*Exercises to complete*
a – According to the passage on participant demographics across study phases, what was the mean difference in travel time between phases 1 and 2?
b – Continue the passage on participant demographics across study phases from its final sentence.

Participants’ Demographics and Characteristics Across Study Phases and Randomized Groups
Table 2.
 
Participants’ Demographics and Characteristics Across Study Phases and Randomized Groups
Across all study phases and randomized groups, there were no statistically significant differences for the participants’ demographics or characteristics in Table 2 when comparing between any two phases or the randomized groups in phase 3 (all P > 0.05), with the exception of significant differences between phases 1 and 2 for the number of minorities (P = 0.03) and travel time (mean difference 25 minutes; 95% confidence interval [CI], 0.8–49; P = 0.04), as well as a significant difference in age between telerehabilitation participants in phases 1 and 3 (mean difference 14 years; 95% CI, 3.7–23.4; P = 0.009), since phase 3 included a few younger adults. Notably, there were no statistically significant differences for the variables in Table 2 when comparing phase 3 (RCT) participants who had telerehabilitation versus in-office training (all P > 0.30).

*Records provided*

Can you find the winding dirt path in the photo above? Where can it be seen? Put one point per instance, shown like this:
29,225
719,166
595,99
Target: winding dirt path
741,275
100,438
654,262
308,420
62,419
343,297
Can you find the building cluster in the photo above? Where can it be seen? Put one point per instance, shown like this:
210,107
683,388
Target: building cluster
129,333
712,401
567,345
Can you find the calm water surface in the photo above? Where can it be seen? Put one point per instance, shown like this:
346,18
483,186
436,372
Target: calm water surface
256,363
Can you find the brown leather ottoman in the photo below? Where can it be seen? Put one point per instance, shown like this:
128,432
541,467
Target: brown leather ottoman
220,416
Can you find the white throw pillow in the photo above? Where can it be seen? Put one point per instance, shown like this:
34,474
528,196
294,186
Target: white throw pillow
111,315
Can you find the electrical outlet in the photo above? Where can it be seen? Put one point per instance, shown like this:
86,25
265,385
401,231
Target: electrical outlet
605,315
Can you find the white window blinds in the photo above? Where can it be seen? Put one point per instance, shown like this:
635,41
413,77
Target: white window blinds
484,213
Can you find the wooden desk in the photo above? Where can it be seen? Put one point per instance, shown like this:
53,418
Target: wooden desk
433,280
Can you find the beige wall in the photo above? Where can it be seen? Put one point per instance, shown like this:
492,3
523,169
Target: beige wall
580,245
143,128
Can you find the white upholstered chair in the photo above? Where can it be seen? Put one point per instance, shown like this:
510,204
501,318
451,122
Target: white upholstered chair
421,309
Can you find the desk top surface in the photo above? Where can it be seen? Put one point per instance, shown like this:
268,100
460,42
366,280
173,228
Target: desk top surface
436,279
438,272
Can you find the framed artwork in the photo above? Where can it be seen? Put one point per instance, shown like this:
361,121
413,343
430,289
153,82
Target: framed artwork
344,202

*Results of the exercise*
a – 25 minutes

b –
Participants’ Ratings of the Training Session
Figure displays the participants' ratings for the additional training sessions. Among those who received a new optical or portable electronic video magnifier, a significantly greater proportion of phase 3 (RCT) subjects indicated they strongly or mostly agreed that the technology for the videoconferencing did not interfere with the session (96%) than in phase 1 (pilot) (60%; odds ratio [OR], 3.8; 95% CI, 1.2–12.5; P = 0.03) or phase 2 (Lions) (55%; OR, 18; 95% CI,1.8–188; P = 0.01). Across all study phases and randomized groups, the majority of participants agreed strongly or mostly that telerehabilitation was as accurate as in-person (68%), agreed strongly or mostly that they were comfortable with additional evaluation and training via telerehabilitation (phases 1–3) or in office (phase 3 RCT) (91%), were somewhat to very interested to receive training again in the future via the same modality (83%), and indicated they had an improvement in magnifier use after the session (78%), with no significant differences in these responses between any two phases or randomized groups (all P > 0.10). Phase 1 (pilot) had the smallest proportion of telerehabilitation participants who were very satisfied overall (40%), which was significantly different from all of the phase 2 (Lions) participants, who were very satisfied (P = 0.003). In phase 3 (RCT), participants randomized to telerehabilitation versus in-office training were not significantly different in the rating for being very satisfied overall with the session (P = 0.84). None of the participants in any phase or randomized group reported that they were not satisfied with the telerehabilitation session. 
Figure.
 
Bar graph displaying the proportion of participants whose survey responses indicated they strongly or mostly agreed that the technology did not interfere with the session (i.e., no tech. interfere), telerehabilitation was as accurate as in-office training (i.e., accurate as in-office), they were comfortable with the evaluation and training (i.e., comfortable w/session), they were interested in a future session (i.e., future interest), they perceived that their magnifier use improved following the training session (i.e., magnifier use imp.), or they were very satisfied with the session (i.e., very satisfied) across study phases and randomized groups.
Figure.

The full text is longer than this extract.